Given exercise. Copy the listing below verbatim, leaving out the pictures.

Supplied information.
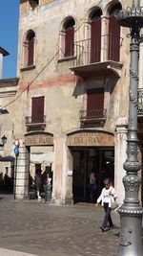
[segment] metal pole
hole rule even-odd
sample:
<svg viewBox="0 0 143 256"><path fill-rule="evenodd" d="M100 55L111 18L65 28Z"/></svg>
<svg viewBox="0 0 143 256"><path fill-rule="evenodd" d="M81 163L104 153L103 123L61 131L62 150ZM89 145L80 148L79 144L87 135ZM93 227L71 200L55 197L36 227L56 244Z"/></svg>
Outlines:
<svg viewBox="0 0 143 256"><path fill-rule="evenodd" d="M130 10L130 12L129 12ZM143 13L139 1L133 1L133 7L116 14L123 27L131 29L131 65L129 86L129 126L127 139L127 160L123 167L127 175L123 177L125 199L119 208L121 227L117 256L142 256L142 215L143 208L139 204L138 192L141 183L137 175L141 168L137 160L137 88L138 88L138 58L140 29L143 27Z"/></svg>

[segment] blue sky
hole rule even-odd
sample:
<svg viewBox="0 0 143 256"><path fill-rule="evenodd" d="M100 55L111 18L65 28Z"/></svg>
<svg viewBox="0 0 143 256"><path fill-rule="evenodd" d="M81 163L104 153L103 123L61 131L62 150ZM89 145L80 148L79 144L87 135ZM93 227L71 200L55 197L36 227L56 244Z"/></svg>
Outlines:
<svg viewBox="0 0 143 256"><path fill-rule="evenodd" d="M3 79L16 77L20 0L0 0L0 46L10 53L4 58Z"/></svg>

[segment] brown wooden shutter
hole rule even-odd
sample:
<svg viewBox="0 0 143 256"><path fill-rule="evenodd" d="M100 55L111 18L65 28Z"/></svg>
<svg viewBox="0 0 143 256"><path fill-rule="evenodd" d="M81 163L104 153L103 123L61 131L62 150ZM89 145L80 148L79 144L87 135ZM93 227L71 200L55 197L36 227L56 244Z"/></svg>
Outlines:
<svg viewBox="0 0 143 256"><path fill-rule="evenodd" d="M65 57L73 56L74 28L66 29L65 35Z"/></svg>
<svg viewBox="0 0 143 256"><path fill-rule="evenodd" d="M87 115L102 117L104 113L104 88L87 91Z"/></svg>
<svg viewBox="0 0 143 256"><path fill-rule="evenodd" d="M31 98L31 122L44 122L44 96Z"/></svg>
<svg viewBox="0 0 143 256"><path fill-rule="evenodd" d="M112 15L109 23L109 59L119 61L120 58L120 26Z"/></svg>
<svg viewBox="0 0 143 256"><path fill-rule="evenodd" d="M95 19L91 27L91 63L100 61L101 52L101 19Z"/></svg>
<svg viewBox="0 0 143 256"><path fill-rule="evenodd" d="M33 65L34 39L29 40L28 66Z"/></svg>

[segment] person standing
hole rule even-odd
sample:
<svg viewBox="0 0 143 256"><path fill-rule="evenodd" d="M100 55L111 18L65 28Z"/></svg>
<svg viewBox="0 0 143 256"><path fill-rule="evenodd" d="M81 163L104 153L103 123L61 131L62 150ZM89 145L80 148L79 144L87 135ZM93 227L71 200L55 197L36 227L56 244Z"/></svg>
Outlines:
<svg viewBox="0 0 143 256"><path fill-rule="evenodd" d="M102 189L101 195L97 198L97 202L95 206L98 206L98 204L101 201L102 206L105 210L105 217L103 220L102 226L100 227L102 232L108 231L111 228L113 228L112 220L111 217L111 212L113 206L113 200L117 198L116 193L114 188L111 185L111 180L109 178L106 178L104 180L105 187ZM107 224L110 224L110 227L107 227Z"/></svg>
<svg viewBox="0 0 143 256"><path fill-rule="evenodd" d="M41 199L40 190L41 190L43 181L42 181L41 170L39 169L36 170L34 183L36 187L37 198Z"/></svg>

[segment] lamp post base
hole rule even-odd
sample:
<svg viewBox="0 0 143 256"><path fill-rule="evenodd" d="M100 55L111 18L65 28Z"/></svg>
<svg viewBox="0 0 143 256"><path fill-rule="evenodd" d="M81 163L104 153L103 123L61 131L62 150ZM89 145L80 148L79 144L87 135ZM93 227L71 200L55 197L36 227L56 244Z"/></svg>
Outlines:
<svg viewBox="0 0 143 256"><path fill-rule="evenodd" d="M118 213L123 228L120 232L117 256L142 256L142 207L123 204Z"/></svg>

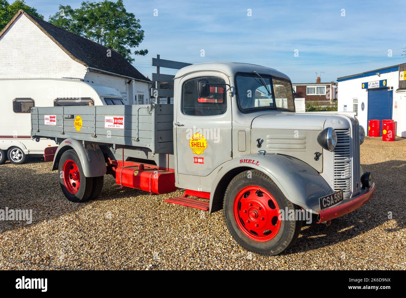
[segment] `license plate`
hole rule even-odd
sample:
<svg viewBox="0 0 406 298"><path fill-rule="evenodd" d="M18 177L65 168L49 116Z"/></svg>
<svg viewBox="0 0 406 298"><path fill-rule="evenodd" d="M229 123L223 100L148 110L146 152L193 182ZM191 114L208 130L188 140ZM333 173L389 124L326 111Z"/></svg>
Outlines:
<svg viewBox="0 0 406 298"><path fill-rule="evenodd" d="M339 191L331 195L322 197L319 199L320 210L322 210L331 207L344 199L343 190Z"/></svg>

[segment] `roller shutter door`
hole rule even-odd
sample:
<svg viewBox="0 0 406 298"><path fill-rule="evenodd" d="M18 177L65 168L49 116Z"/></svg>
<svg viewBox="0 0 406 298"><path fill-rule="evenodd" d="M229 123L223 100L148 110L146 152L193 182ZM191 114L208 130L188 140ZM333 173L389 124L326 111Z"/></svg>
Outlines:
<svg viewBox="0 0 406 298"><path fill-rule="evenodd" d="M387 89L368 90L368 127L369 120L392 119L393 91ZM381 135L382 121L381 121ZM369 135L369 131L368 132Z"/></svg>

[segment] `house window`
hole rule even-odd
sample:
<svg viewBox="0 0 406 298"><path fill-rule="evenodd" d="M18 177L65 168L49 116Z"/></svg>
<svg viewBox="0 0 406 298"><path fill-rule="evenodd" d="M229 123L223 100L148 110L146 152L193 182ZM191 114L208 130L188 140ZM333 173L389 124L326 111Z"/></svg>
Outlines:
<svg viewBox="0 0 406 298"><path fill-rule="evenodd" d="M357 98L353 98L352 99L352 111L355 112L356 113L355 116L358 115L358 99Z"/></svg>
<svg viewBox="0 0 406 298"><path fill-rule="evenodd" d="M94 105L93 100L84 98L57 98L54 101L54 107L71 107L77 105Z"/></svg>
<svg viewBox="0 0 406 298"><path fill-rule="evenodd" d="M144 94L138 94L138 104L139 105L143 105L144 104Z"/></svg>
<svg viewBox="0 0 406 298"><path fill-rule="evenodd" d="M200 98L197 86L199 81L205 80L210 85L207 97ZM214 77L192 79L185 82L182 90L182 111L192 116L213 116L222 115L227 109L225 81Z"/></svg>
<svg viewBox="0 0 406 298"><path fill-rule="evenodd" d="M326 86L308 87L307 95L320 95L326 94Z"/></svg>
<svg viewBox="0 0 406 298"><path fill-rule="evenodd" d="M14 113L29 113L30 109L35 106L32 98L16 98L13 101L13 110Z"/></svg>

The solution.
[segment] metal pole
hole rule even-odd
sample:
<svg viewBox="0 0 143 256"><path fill-rule="evenodd" d="M100 55L111 18L65 28Z"/></svg>
<svg viewBox="0 0 143 256"><path fill-rule="evenodd" d="M81 163L104 153L103 123L61 131L62 150ZM89 145L80 148L79 144L87 135ZM93 227L71 200L55 197L36 227L56 244Z"/></svg>
Outlines:
<svg viewBox="0 0 143 256"><path fill-rule="evenodd" d="M130 10L130 12L129 12ZM143 13L139 1L133 1L133 7L116 14L123 27L131 29L131 65L129 86L129 126L127 139L127 160L123 167L127 175L123 177L125 199L119 208L121 227L117 256L142 256L142 215L143 208L139 204L138 192L141 183L137 175L141 168L137 160L137 88L138 88L138 58L140 29L143 27Z"/></svg>

[segment] blue sky
hole rule even-odd
sample:
<svg viewBox="0 0 143 256"><path fill-rule="evenodd" d="M100 55L111 18L65 28Z"/></svg>
<svg viewBox="0 0 143 256"><path fill-rule="evenodd" d="M81 163L104 153L103 123L61 131L62 150ZM89 145L80 148L79 144L87 135ZM93 227L71 200L55 197L36 227L56 244Z"/></svg>
Outlines:
<svg viewBox="0 0 143 256"><path fill-rule="evenodd" d="M3 79L16 77L20 0L0 0L0 46L10 53L4 58Z"/></svg>

[segment] brown wooden shutter
hole rule even-odd
sample:
<svg viewBox="0 0 143 256"><path fill-rule="evenodd" d="M100 55L111 18L65 28Z"/></svg>
<svg viewBox="0 0 143 256"><path fill-rule="evenodd" d="M81 163L104 153L103 123L61 131L62 150ZM89 145L80 148L79 144L87 135ZM93 227L71 200L55 197L36 227L56 244Z"/></svg>
Outlines:
<svg viewBox="0 0 143 256"><path fill-rule="evenodd" d="M65 57L73 56L74 28L66 29L65 35Z"/></svg>
<svg viewBox="0 0 143 256"><path fill-rule="evenodd" d="M87 115L102 117L104 113L104 88L87 91Z"/></svg>
<svg viewBox="0 0 143 256"><path fill-rule="evenodd" d="M31 98L31 122L44 122L44 96Z"/></svg>
<svg viewBox="0 0 143 256"><path fill-rule="evenodd" d="M112 15L109 23L109 59L119 61L120 58L120 26Z"/></svg>
<svg viewBox="0 0 143 256"><path fill-rule="evenodd" d="M95 19L91 27L91 63L100 61L101 52L101 19Z"/></svg>
<svg viewBox="0 0 143 256"><path fill-rule="evenodd" d="M33 65L34 39L29 40L28 66Z"/></svg>

[segment] person standing
hole rule even-odd
sample:
<svg viewBox="0 0 143 256"><path fill-rule="evenodd" d="M100 55L111 18L65 28Z"/></svg>
<svg viewBox="0 0 143 256"><path fill-rule="evenodd" d="M81 163L104 153L103 123L61 131L62 150ZM89 145L80 148L79 144L87 135ZM93 227L71 200L55 197L36 227L56 244Z"/></svg>
Outlines:
<svg viewBox="0 0 143 256"><path fill-rule="evenodd" d="M102 189L101 195L97 198L97 202L95 206L98 206L98 204L101 201L102 206L105 210L105 217L103 220L102 226L100 227L102 232L108 231L111 228L113 228L112 220L111 217L111 212L113 206L113 200L117 198L116 193L114 188L111 185L111 180L109 178L106 178L104 180L105 187ZM107 224L110 224L110 227L107 227Z"/></svg>
<svg viewBox="0 0 143 256"><path fill-rule="evenodd" d="M41 199L40 190L41 190L43 181L42 181L41 170L39 169L36 170L34 183L36 187L37 198Z"/></svg>

[segment] lamp post base
hole rule even-odd
sample:
<svg viewBox="0 0 143 256"><path fill-rule="evenodd" d="M100 55L111 18L65 28Z"/></svg>
<svg viewBox="0 0 143 256"><path fill-rule="evenodd" d="M81 163L104 153L103 123L61 131L62 150ZM89 145L80 148L79 144L87 135ZM93 227L71 200L55 197L36 227L56 244Z"/></svg>
Outlines:
<svg viewBox="0 0 143 256"><path fill-rule="evenodd" d="M118 213L123 228L120 232L117 256L142 256L142 207L123 204Z"/></svg>

[segment] `license plate`
hole rule even-odd
sample:
<svg viewBox="0 0 406 298"><path fill-rule="evenodd" d="M18 177L65 168L49 116Z"/></svg>
<svg viewBox="0 0 406 298"><path fill-rule="evenodd" d="M229 123L223 100L148 110L146 152L193 182ZM191 114L208 130L188 140ZM333 173L389 124L326 111Z"/></svg>
Outlines:
<svg viewBox="0 0 406 298"><path fill-rule="evenodd" d="M339 191L331 195L322 197L319 199L320 210L322 210L331 207L344 199L343 190Z"/></svg>

[segment] `roller shutter door`
hole rule even-odd
sample:
<svg viewBox="0 0 406 298"><path fill-rule="evenodd" d="M18 177L65 168L49 116Z"/></svg>
<svg viewBox="0 0 406 298"><path fill-rule="evenodd" d="M229 123L223 100L148 110L146 152L193 182ZM191 114L208 130L188 140ZM333 173L389 124L326 111Z"/></svg>
Outlines:
<svg viewBox="0 0 406 298"><path fill-rule="evenodd" d="M387 89L368 90L368 127L369 120L392 119L393 91ZM381 135L382 121L381 121ZM369 135L369 131L368 132Z"/></svg>

[segment] `house window`
hole rule even-odd
sample:
<svg viewBox="0 0 406 298"><path fill-rule="evenodd" d="M18 177L65 168L49 116Z"/></svg>
<svg viewBox="0 0 406 298"><path fill-rule="evenodd" d="M229 123L223 100L148 110L146 152L193 182ZM191 114L208 130L188 140ZM333 173L389 124L326 111Z"/></svg>
Outlines:
<svg viewBox="0 0 406 298"><path fill-rule="evenodd" d="M357 98L353 98L352 99L352 111L355 112L356 113L355 116L358 115L358 99Z"/></svg>
<svg viewBox="0 0 406 298"><path fill-rule="evenodd" d="M94 105L93 100L84 98L57 98L54 101L54 107L71 107L77 105Z"/></svg>
<svg viewBox="0 0 406 298"><path fill-rule="evenodd" d="M144 94L138 94L138 104L139 105L143 105L144 104Z"/></svg>
<svg viewBox="0 0 406 298"><path fill-rule="evenodd" d="M200 98L197 86L199 81L205 80L210 85L207 97ZM214 77L192 79L185 82L182 90L182 111L192 116L213 116L222 115L227 109L225 81Z"/></svg>
<svg viewBox="0 0 406 298"><path fill-rule="evenodd" d="M326 86L308 87L307 95L320 95L326 94Z"/></svg>
<svg viewBox="0 0 406 298"><path fill-rule="evenodd" d="M14 113L29 113L30 109L35 106L32 98L16 98L13 101L13 110Z"/></svg>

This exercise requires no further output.